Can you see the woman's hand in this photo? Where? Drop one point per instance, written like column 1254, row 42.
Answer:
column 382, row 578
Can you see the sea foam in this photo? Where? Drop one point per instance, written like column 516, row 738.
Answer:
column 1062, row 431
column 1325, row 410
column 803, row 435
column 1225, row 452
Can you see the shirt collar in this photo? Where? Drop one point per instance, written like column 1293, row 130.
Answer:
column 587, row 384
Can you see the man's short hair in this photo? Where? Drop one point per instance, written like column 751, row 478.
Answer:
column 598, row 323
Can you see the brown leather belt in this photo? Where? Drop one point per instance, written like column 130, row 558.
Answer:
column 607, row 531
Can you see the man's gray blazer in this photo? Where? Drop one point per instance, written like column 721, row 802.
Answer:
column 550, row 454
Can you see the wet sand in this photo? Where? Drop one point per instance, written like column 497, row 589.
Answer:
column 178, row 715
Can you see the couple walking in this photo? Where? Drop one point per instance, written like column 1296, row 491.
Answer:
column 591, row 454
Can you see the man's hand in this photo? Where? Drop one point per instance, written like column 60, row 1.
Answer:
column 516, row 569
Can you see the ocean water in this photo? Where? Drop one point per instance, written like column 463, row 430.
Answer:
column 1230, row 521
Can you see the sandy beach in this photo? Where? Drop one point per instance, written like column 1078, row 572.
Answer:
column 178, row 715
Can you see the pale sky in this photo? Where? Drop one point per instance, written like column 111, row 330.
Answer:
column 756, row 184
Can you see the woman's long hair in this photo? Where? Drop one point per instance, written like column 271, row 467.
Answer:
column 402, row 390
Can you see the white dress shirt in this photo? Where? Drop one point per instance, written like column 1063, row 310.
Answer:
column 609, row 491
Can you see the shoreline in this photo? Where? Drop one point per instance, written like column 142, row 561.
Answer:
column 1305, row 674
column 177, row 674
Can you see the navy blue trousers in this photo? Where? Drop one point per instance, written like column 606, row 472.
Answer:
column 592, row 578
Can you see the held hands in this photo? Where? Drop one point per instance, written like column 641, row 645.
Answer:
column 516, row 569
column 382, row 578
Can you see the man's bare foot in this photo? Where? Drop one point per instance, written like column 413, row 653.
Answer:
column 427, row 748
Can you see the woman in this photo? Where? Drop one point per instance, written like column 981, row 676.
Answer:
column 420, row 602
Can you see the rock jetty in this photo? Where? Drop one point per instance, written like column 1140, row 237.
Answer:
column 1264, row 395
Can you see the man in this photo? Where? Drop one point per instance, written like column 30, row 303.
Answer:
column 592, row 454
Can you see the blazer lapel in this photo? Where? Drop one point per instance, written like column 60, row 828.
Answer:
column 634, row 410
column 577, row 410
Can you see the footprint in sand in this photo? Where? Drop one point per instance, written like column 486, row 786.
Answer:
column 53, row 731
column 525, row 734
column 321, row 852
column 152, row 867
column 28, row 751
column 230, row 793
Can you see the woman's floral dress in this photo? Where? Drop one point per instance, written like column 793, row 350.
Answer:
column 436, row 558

= = = =

> WORK INSTRUCTION: Copy every line from the records above that contains the string "blazer".

> REPLY:
Can you see the man's gray blazer in this photo? Where? Drop one point per instance, written like column 721, row 802.
Can you see the blazer lapel in this photo? Where? Drop one point per instance, written like column 60, row 828.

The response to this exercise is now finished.